#### TASK DIRECTIONS:
Which lines of the data contain the word "segment"? Gather every one of them and copy each line in full.

#### DATA SHOWN:
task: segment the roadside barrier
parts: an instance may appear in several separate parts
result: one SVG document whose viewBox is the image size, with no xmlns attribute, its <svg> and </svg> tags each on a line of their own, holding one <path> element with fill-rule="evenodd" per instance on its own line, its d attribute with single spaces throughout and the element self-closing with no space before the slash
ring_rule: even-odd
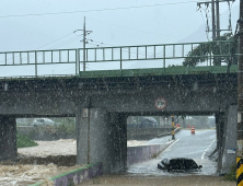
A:
<svg viewBox="0 0 243 186">
<path fill-rule="evenodd" d="M 192 135 L 195 135 L 195 126 L 192 126 L 190 132 L 192 132 Z"/>
</svg>

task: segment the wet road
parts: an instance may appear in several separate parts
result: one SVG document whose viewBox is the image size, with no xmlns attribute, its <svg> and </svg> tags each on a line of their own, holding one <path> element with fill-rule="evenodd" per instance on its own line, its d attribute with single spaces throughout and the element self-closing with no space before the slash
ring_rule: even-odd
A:
<svg viewBox="0 0 243 186">
<path fill-rule="evenodd" d="M 158 170 L 157 164 L 164 158 L 190 158 L 199 165 L 202 165 L 201 172 L 189 173 L 197 175 L 213 175 L 217 171 L 217 163 L 208 160 L 208 154 L 216 147 L 216 130 L 196 130 L 192 135 L 190 130 L 182 130 L 175 135 L 176 140 L 165 149 L 158 158 L 142 163 L 131 165 L 127 173 L 134 175 L 188 175 L 188 173 L 171 174 Z M 158 138 L 148 141 L 148 144 L 165 143 L 171 137 Z"/>
</svg>

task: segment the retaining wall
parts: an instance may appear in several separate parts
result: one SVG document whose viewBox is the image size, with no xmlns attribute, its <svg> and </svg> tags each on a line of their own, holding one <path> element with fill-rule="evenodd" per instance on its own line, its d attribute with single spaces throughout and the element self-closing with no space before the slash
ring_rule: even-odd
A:
<svg viewBox="0 0 243 186">
<path fill-rule="evenodd" d="M 99 162 L 51 177 L 49 181 L 54 182 L 54 186 L 71 186 L 102 174 L 102 163 Z M 45 182 L 38 182 L 30 186 L 42 186 L 43 184 L 45 184 Z"/>
</svg>

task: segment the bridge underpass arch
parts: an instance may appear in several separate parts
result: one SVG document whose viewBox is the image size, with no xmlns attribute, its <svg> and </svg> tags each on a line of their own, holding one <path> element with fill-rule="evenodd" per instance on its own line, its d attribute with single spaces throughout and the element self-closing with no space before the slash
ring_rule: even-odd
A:
<svg viewBox="0 0 243 186">
<path fill-rule="evenodd" d="M 231 166 L 235 164 L 235 138 L 236 138 L 236 106 L 229 105 L 223 112 L 202 112 L 202 113 L 192 113 L 192 112 L 180 112 L 180 113 L 132 113 L 132 116 L 209 116 L 213 115 L 216 120 L 216 144 L 215 151 L 211 150 L 211 155 L 215 156 L 213 161 L 217 161 L 217 173 L 225 174 L 229 173 Z M 170 120 L 171 124 L 171 120 Z M 127 129 L 128 130 L 128 129 Z M 146 128 L 144 128 L 146 130 Z M 176 136 L 176 135 L 175 135 Z M 205 137 L 207 138 L 207 137 Z M 215 141 L 213 140 L 213 141 Z M 210 144 L 211 146 L 211 144 Z M 207 148 L 208 150 L 208 148 Z M 206 150 L 206 151 L 207 151 Z M 208 154 L 210 155 L 210 154 Z M 204 153 L 204 156 L 205 153 Z M 201 158 L 202 159 L 202 158 Z M 154 165 L 155 166 L 155 165 Z M 139 167 L 139 165 L 138 165 Z M 132 167 L 135 168 L 135 167 Z M 149 173 L 148 173 L 149 174 Z"/>
<path fill-rule="evenodd" d="M 127 117 L 136 116 L 167 116 L 167 115 L 212 115 L 211 112 L 108 112 L 106 108 L 90 108 L 90 117 L 77 115 L 78 164 L 103 162 L 104 173 L 119 172 L 127 168 Z M 216 117 L 218 172 L 224 174 L 235 162 L 235 154 L 229 154 L 229 149 L 235 142 L 236 106 L 230 105 L 224 112 L 213 113 Z M 89 120 L 90 119 L 90 120 Z M 88 128 L 90 125 L 90 128 Z M 90 131 L 88 131 L 90 130 Z M 139 154 L 137 154 L 139 155 Z"/>
</svg>

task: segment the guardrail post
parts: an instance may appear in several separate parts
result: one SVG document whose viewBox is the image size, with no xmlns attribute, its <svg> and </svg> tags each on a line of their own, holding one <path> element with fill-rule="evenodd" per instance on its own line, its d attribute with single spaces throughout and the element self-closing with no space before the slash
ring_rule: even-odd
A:
<svg viewBox="0 0 243 186">
<path fill-rule="evenodd" d="M 38 68 L 38 66 L 37 66 L 37 53 L 35 51 L 35 78 L 37 78 L 37 75 L 38 75 L 37 68 Z"/>
<path fill-rule="evenodd" d="M 174 116 L 171 117 L 172 124 L 171 124 L 171 135 L 172 135 L 172 140 L 175 139 L 175 121 L 174 121 Z"/>
<path fill-rule="evenodd" d="M 79 75 L 80 73 L 80 56 L 79 56 L 79 49 L 76 49 L 76 75 Z"/>
<path fill-rule="evenodd" d="M 119 53 L 120 53 L 120 70 L 123 70 L 123 48 L 119 48 Z"/>
</svg>

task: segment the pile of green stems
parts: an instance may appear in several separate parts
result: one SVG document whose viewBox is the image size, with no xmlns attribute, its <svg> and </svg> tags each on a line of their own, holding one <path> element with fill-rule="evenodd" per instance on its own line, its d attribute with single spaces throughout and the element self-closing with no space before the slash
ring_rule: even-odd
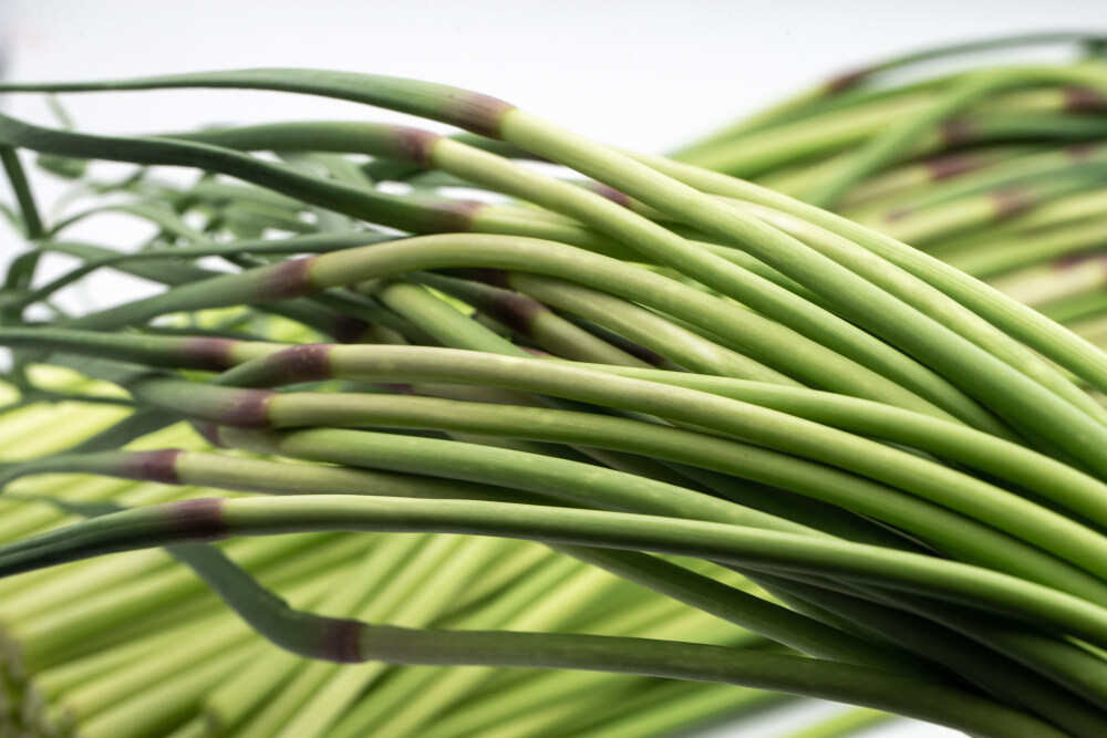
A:
<svg viewBox="0 0 1107 738">
<path fill-rule="evenodd" d="M 1005 70 L 985 75 L 986 84 L 969 76 L 966 92 L 946 100 L 975 104 L 977 87 L 994 86 L 1027 97 L 992 101 L 1000 110 L 1033 107 L 1039 79 L 1068 76 L 1097 94 L 1107 91 L 1107 69 L 1098 62 Z M 870 683 L 873 673 L 887 673 L 904 685 L 945 690 L 965 707 L 892 695 L 890 687 L 878 697 L 841 699 L 875 700 L 973 732 L 1093 736 L 1107 726 L 1107 695 L 1096 687 L 1107 669 L 1097 641 L 1107 632 L 1100 631 L 1107 628 L 1107 510 L 1099 498 L 1107 465 L 1097 453 L 1107 438 L 1098 403 L 1107 358 L 1093 346 L 863 228 L 708 170 L 628 158 L 498 101 L 294 71 L 115 86 L 128 85 L 332 94 L 476 133 L 444 138 L 395 126 L 300 123 L 108 138 L 0 118 L 0 153 L 18 196 L 9 214 L 30 247 L 9 270 L 0 304 L 0 343 L 14 349 L 18 393 L 0 428 L 22 443 L 8 460 L 32 459 L 4 472 L 12 499 L 4 501 L 11 512 L 0 570 L 82 559 L 96 545 L 184 543 L 192 539 L 182 531 L 157 528 L 165 511 L 195 509 L 174 502 L 227 496 L 220 509 L 228 516 L 265 514 L 267 498 L 238 492 L 349 496 L 342 475 L 365 481 L 365 469 L 380 469 L 359 497 L 444 498 L 422 508 L 382 502 L 423 520 L 399 528 L 407 534 L 297 532 L 218 548 L 299 611 L 434 628 L 417 631 L 426 637 L 438 628 L 593 633 L 687 642 L 687 653 L 706 654 L 692 645 L 702 641 L 733 648 L 739 664 L 755 652 L 807 653 L 829 666 L 857 665 Z M 919 89 L 927 96 L 932 86 Z M 909 93 L 896 92 L 875 93 L 871 103 L 861 95 L 856 105 L 882 105 L 884 96 L 913 104 Z M 952 105 L 925 100 L 934 108 Z M 785 106 L 780 115 L 796 115 L 796 125 L 818 122 L 819 114 L 805 117 L 803 110 Z M 785 124 L 768 116 L 705 144 L 697 156 Z M 910 180 L 910 165 L 900 167 L 902 152 L 892 146 L 908 133 L 873 138 L 884 141 L 873 144 L 876 154 L 853 158 L 848 150 L 803 153 L 825 158 L 811 169 L 824 177 L 818 191 L 804 195 L 836 207 L 851 196 L 863 220 L 865 193 L 857 193 L 867 177 L 907 171 L 900 176 Z M 43 165 L 55 173 L 75 174 L 80 194 L 114 199 L 43 218 L 21 148 L 53 157 Z M 763 139 L 756 150 L 769 148 Z M 280 163 L 244 153 L 251 150 L 275 152 Z M 1022 168 L 1045 160 L 1020 156 Z M 532 157 L 602 184 L 570 184 L 517 162 Z M 81 160 L 95 158 L 143 168 L 102 181 L 83 170 Z M 684 158 L 696 162 L 693 150 Z M 741 174 L 769 180 L 769 169 L 787 165 L 806 179 L 799 158 Z M 722 159 L 696 163 L 727 168 Z M 170 185 L 145 168 L 157 165 L 204 174 Z M 785 174 L 774 181 L 783 190 Z M 380 188 L 396 181 L 407 186 L 404 194 Z M 456 187 L 464 187 L 462 197 Z M 903 190 L 911 188 L 909 181 Z M 918 194 L 908 199 L 917 202 Z M 499 204 L 468 199 L 485 196 Z M 76 222 L 118 212 L 152 224 L 156 235 L 135 252 L 65 237 Z M 958 236 L 985 227 L 952 216 L 946 222 Z M 48 253 L 80 264 L 42 280 L 37 271 Z M 304 253 L 319 256 L 287 259 Z M 214 274 L 198 263 L 211 257 L 240 271 Z M 167 289 L 85 315 L 56 306 L 54 293 L 107 268 Z M 29 318 L 31 309 L 50 322 Z M 304 343 L 317 347 L 286 349 Z M 56 381 L 42 367 L 51 363 L 76 367 L 82 378 Z M 104 381 L 127 393 L 105 394 Z M 300 386 L 260 388 L 284 384 Z M 81 404 L 95 407 L 75 409 Z M 73 417 L 81 422 L 70 425 Z M 205 438 L 238 450 L 213 454 Z M 196 449 L 174 458 L 195 464 L 203 484 L 180 478 L 187 477 L 180 469 L 174 471 L 180 486 L 155 484 L 165 481 L 164 469 L 127 466 L 146 458 L 134 456 L 142 449 L 166 448 Z M 262 468 L 249 467 L 254 455 L 279 459 L 282 466 L 265 468 L 287 479 L 236 477 L 220 466 L 229 461 L 217 461 Z M 74 481 L 74 472 L 132 480 Z M 293 484 L 309 478 L 322 488 Z M 485 507 L 455 508 L 449 498 Z M 355 499 L 351 510 L 361 505 Z M 301 509 L 299 500 L 288 502 L 273 498 L 271 509 Z M 518 502 L 528 507 L 503 507 Z M 331 502 L 318 503 L 324 510 Z M 656 542 L 662 528 L 654 538 L 643 532 L 651 542 L 639 543 L 692 558 L 619 560 L 573 549 L 620 574 L 612 576 L 531 542 L 412 532 L 451 529 L 420 518 L 438 508 L 472 516 L 458 531 L 515 531 L 513 518 L 530 520 L 532 509 L 581 524 L 613 524 L 617 518 L 600 510 L 621 510 L 644 513 L 646 527 L 669 521 L 673 531 L 696 532 L 685 548 Z M 581 514 L 572 517 L 573 509 Z M 493 510 L 503 512 L 486 512 Z M 73 523 L 79 518 L 87 521 Z M 116 540 L 114 520 L 154 521 L 155 532 L 148 541 Z M 637 524 L 618 520 L 628 531 Z M 716 530 L 690 522 L 697 520 L 736 542 L 763 540 L 762 529 L 765 541 L 784 549 L 826 547 L 828 569 L 797 564 L 780 549 L 762 554 L 761 565 L 736 567 L 755 572 L 757 586 L 727 567 L 695 560 L 725 559 L 722 548 L 711 549 L 715 555 L 695 548 L 696 536 Z M 60 526 L 69 526 L 62 530 L 71 539 L 43 536 Z M 572 539 L 566 526 L 507 534 L 602 545 L 594 534 Z M 37 538 L 24 542 L 29 537 Z M 866 575 L 848 569 L 867 565 L 849 558 L 862 544 L 888 569 Z M 173 563 L 186 557 L 175 550 L 0 580 L 12 731 L 356 736 L 373 726 L 376 735 L 395 736 L 648 736 L 780 699 L 717 684 L 490 668 L 561 663 L 550 645 L 558 642 L 542 636 L 530 655 L 503 641 L 507 652 L 486 662 L 467 655 L 476 662 L 461 663 L 484 665 L 466 668 L 308 662 L 251 634 L 200 579 Z M 680 585 L 651 579 L 651 567 L 681 572 Z M 757 621 L 733 604 L 748 605 L 744 592 L 768 597 L 767 591 L 797 612 L 766 605 L 774 616 Z M 250 626 L 272 640 L 288 636 L 279 624 L 266 630 L 276 622 L 266 621 L 276 617 L 271 603 L 219 594 Z M 463 641 L 449 647 L 464 649 Z M 500 641 L 494 635 L 489 643 Z M 608 643 L 649 653 L 641 643 Z M 675 667 L 658 668 L 673 674 Z M 697 674 L 692 678 L 703 678 Z M 814 683 L 783 690 L 852 688 Z M 994 728 L 984 728 L 993 718 Z M 804 735 L 847 735 L 880 719 L 851 711 Z"/>
<path fill-rule="evenodd" d="M 1018 84 L 1034 46 L 1075 59 Z M 1004 48 L 1000 65 L 969 53 Z M 674 158 L 832 209 L 1104 345 L 1107 97 L 1082 81 L 1100 52 L 1094 35 L 1046 34 L 892 60 Z"/>
</svg>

#### THE REPLY:
task: segment the roadside barrier
task: segment the wet road
task: segment the retaining wall
task: segment the bridge underpass arch
task: segment the guardrail post
task: segment the pile of green stems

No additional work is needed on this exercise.